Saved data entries
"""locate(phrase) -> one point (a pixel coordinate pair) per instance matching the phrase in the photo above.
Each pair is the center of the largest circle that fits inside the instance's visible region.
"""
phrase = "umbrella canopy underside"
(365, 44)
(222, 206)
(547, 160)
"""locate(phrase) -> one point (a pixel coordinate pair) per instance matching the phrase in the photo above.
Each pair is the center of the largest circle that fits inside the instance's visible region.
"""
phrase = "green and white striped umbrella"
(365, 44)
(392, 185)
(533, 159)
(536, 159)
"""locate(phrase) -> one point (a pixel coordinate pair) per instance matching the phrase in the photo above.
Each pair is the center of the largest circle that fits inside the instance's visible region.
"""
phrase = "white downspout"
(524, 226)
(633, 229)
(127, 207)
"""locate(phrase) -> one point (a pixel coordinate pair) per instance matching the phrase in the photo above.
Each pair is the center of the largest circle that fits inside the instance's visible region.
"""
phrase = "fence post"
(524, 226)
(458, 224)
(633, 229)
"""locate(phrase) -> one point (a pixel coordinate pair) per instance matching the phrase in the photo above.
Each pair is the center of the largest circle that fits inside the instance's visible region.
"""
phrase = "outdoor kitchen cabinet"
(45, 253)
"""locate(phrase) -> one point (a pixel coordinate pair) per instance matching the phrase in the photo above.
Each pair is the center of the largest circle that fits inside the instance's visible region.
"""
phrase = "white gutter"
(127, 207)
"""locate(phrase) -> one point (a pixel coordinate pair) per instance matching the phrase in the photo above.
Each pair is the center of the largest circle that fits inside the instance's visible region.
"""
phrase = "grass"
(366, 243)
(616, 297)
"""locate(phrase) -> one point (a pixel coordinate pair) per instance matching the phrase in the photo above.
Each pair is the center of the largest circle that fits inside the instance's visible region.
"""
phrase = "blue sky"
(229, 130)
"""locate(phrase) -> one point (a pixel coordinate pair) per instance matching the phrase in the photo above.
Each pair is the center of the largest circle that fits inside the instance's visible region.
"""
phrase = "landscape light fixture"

:: YOUR ASSIGNMENT ::
Reproduce every single entry above exactly.

:: YOUR SOLUTION ::
"""locate(phrase) -> one point (a pixel coordinate pair) per instance matching the phrase in the photo above.
Each pair is the center of the largest circle that fits inside the instance's visible region.
"""
phrase = "umbrella canopy underside"
(365, 44)
(222, 206)
(547, 160)
"""locate(phrase) -> one point (a pixel coordinate pair) per instance matching the phrase in the photo above.
Each pair is the center of the largest circle that fits inside the instance's visible region.
"""
phrase = "green and white striped umbrella"
(365, 44)
(392, 185)
(533, 159)
(536, 159)
"""locate(phrase) -> one point (a pixel coordinate pair) per instance matching the phrase in the photo above.
Each pair is the center of the largest circle that fits inside the instance's visible region.
"""
phrase = "white downspout"
(524, 226)
(633, 229)
(127, 207)
"""locate(phrase) -> one point (a pixel coordinate pair) per instance matching the phrase in the photo above.
Each pair is the center of the largest circle that fits inside the instance's visible region.
"""
phrase = "fence post"
(524, 226)
(458, 224)
(633, 229)
"""locate(phrase) -> one point (a pixel coordinate pair) per instance matching the phrase in the photo above.
Each pair is the center of the largest circle that fits inside the instance's visible region.
"""
phrase = "outdoor kitchen cabinet"
(45, 253)
"""locate(phrase) -> one point (a pixel coordinate pair) per instance matching the phrase in the photo above.
Each pair is the center of the largest circle that fits inside the instance's visible region.
"""
phrase = "white gutter"
(127, 207)
"""locate(phrase) -> one point (a pixel coordinate pair) per instance matching the phrase in the photo above.
Each pair is the center of the largest circle that fits inside the instance's visible region.
"""
phrase = "grass"
(366, 243)
(616, 297)
"""locate(phrase) -> one point (a pixel coordinate pair) per instance matching the phrase in the photo above.
Each pair is the center of the largest circle that fits inside the instance's visible region.
"""
phrase = "blue sky"
(229, 130)
"""locate(phrase) -> one point (a pixel coordinate pair) per instance matching the phrase in the photo above.
Each pair is the center of the largest circle that fits inside the instance's visible region.
"""
phrase = "landscape light fixture"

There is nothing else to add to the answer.